[Items in a dataset]
## BEGIN
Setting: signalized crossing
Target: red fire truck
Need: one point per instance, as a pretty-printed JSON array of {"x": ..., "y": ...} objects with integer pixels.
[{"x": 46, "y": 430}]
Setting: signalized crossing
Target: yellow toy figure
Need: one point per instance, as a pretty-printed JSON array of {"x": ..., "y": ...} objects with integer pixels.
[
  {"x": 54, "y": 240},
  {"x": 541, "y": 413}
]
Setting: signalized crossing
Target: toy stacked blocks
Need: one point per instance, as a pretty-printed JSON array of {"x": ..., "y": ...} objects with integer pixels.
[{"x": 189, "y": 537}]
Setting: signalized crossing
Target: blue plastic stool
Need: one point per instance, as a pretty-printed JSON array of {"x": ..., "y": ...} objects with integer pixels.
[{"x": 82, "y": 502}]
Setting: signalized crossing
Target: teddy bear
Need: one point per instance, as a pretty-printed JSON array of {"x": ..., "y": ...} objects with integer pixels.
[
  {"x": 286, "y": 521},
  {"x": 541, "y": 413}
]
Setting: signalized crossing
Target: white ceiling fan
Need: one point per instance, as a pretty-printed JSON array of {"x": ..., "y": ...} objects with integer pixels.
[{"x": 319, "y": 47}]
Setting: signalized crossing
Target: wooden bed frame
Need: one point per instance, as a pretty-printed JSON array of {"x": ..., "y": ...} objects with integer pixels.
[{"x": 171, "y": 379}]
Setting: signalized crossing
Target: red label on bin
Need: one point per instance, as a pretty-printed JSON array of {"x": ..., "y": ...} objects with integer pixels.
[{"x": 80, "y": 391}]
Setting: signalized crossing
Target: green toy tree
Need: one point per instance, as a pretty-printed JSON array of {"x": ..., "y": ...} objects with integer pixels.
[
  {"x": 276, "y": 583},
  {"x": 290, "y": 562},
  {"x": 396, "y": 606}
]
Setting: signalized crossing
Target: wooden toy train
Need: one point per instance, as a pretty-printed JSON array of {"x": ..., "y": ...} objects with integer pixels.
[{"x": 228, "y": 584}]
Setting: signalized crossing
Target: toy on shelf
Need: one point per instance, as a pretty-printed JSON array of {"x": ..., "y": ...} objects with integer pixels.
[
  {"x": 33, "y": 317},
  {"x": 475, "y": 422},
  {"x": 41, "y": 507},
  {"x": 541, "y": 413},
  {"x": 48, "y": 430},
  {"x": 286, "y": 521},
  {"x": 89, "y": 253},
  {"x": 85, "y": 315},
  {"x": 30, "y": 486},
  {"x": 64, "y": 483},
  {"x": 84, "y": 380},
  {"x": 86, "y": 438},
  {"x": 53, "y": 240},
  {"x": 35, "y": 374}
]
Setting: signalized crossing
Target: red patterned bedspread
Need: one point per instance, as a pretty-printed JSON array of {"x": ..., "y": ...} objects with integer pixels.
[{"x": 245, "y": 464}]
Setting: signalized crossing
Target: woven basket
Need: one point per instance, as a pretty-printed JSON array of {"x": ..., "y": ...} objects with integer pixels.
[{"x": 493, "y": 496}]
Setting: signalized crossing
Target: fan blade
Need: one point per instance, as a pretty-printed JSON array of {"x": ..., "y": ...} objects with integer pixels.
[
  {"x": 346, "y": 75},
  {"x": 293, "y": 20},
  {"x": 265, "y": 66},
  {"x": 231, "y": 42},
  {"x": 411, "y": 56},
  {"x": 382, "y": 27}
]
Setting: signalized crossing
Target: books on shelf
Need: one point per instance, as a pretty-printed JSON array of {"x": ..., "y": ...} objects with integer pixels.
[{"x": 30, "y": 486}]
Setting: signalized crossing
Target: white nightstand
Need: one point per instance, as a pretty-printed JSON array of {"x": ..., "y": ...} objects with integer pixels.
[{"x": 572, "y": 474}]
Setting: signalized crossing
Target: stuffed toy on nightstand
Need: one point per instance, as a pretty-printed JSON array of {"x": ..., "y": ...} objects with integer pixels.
## END
* **Challenge**
Please pick out every line of the records above that contains the word "shelf" and copy those lines.

* **Expected answer**
Target: toy on shelf
Target: books on shelf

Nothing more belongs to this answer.